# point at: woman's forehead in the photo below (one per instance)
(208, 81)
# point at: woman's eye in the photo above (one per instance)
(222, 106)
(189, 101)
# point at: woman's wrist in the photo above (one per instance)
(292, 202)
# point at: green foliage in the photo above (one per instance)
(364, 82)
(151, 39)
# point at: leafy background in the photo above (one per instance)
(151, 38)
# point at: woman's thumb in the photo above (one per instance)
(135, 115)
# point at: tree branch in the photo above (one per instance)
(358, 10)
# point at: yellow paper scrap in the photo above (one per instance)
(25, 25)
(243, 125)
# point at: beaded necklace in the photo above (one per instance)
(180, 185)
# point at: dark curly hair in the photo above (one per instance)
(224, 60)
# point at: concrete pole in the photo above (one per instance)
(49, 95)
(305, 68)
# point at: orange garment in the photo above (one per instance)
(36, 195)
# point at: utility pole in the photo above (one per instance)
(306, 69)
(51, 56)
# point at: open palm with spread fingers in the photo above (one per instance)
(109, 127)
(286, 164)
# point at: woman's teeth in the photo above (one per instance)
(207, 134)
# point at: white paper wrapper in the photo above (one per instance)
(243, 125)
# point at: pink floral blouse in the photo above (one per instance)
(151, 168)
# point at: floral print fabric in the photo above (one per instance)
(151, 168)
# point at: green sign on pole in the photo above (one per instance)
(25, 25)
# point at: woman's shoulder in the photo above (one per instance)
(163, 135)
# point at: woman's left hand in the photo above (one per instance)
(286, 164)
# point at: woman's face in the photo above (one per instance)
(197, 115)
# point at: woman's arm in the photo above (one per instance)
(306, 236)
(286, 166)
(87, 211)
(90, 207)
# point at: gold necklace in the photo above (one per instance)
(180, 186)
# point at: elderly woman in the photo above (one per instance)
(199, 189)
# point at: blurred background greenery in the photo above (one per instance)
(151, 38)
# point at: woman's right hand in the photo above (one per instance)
━━━━━━━━━━━━━━━━━━━━━━━━━━━━━━
> [STATED GOAL]: Copy every row above word for word.

> [SOLUTION TO THIS PROBLEM]:
# point at: woman's forehead in the photo below (one per instance)
(208, 81)
# point at: woman's eye in the photo above (one per instance)
(222, 106)
(189, 101)
# point at: woman's wrist in the photo above (one per instance)
(292, 202)
# point at: green foliage in the photo above (one per instance)
(364, 82)
(151, 39)
# point at: leafy background in the photo above (one per instance)
(151, 38)
# point at: woman's thumb in the photo above (one per instance)
(135, 115)
# point at: tree branch in the photo above (one per instance)
(358, 10)
# point at: yellow paper scrap in the photo above (one per instance)
(25, 25)
(243, 125)
# point at: beaded necklace in the photo above (one per instance)
(180, 185)
# point at: dark curly hair in the photo above (one per instance)
(224, 60)
# point at: concrete pole in the photo above (one per instance)
(49, 95)
(305, 68)
# point at: orange garment in the photo above (one per instance)
(36, 195)
# point at: utility pole in the photo above (one per instance)
(306, 69)
(51, 56)
# point at: open palm with spread fingers in the photo above (one per instance)
(109, 127)
(286, 164)
# point at: woman's teeth in the photo above (one per instance)
(207, 134)
# point at: white paper wrapper in the photo above (one per instance)
(243, 125)
# point at: pink floral blouse in the photo above (one per instance)
(151, 168)
# point at: floral print fabric in the photo above (one per instance)
(151, 168)
# point at: green sign on pole in the photo above (one per instance)
(25, 25)
# point at: woman's shoulder in the photo above (one per instance)
(163, 135)
# point at: woman's left hand in the photo above (one per instance)
(286, 164)
# point at: woman's face in the photo above (one per instance)
(197, 115)
# point at: woman's arm in the photo above (one per instance)
(306, 236)
(286, 166)
(87, 211)
(90, 207)
# point at: gold necklace in the photo above (one per instance)
(180, 186)
# point at: elderly woman in the photo above (one per instance)
(199, 189)
# point at: blurred background greenery in the photo above (one per instance)
(151, 38)
# point at: woman's right hand in the photo above (one per instance)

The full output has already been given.